*** Opening Material to process ***

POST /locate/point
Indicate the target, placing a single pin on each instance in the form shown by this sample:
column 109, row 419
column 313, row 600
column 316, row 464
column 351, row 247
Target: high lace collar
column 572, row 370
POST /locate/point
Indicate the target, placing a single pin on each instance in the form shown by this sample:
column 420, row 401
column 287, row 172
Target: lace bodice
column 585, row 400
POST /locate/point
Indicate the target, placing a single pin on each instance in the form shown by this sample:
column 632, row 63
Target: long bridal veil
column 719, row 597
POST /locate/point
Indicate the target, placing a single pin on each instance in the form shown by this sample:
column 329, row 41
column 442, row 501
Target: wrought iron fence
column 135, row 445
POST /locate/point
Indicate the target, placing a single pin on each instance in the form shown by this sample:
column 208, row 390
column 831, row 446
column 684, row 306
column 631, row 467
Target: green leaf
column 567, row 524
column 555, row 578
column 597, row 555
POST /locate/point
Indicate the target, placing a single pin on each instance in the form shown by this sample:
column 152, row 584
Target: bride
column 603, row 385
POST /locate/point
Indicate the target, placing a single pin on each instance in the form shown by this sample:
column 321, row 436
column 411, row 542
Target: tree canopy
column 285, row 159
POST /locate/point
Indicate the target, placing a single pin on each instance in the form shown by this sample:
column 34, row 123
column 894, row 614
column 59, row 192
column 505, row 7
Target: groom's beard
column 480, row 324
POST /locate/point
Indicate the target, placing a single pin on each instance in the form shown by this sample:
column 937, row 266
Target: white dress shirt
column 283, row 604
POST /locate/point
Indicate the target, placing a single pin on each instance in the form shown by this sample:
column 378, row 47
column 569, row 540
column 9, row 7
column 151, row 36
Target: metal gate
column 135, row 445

*** Closing Material to process ***

▶ _What you have to do_: Repeat the entries shown above, every one, word for word.

▶ _Answer_:
POST /locate/point
Indicate the target, placing a single pin on each instance in the form shown by this sample:
column 109, row 419
column 313, row 600
column 316, row 464
column 351, row 247
Target: high lace collar
column 572, row 370
POST /locate/point
Indicate the target, placing a single pin on each instance in the form shown by this sample:
column 420, row 401
column 287, row 172
Target: lace bodice
column 585, row 400
POST /locate/point
Indicate the target, placing a single pin on each instance in the form shown by this sample:
column 632, row 63
Target: long bridal veil
column 719, row 597
POST /locate/point
Indicate the target, placing a single pin on each instance in the form shown by this sample:
column 329, row 41
column 442, row 501
Target: wrought iron fence
column 135, row 445
POST /locate/point
Indicate the target, placing a single pin on each instance in the form shown by this sample:
column 208, row 390
column 831, row 446
column 684, row 306
column 631, row 467
Target: green leaf
column 567, row 524
column 555, row 578
column 597, row 555
POST /locate/point
Indicate the target, placing a single pin on each instance in the form shown by this sample:
column 152, row 584
Target: bride
column 603, row 385
POST /locate/point
Indicate the target, placing a single pin on each instance in the form shown by this sample:
column 321, row 436
column 411, row 542
Target: tree canopy
column 285, row 159
POST /locate/point
Indicate the target, placing a single pin on each instance in the form shown by this sample:
column 34, row 123
column 894, row 614
column 59, row 192
column 505, row 7
Target: groom's beard
column 480, row 324
POST /locate/point
Indicate the target, placing a single pin on each instance in the form shown by this sample:
column 937, row 266
Target: white dress shirt
column 283, row 604
POST /locate/point
Indicate the target, placing a single pin on each instance in the form shown by this sample:
column 378, row 47
column 569, row 540
column 9, row 7
column 151, row 36
Target: metal gate
column 135, row 445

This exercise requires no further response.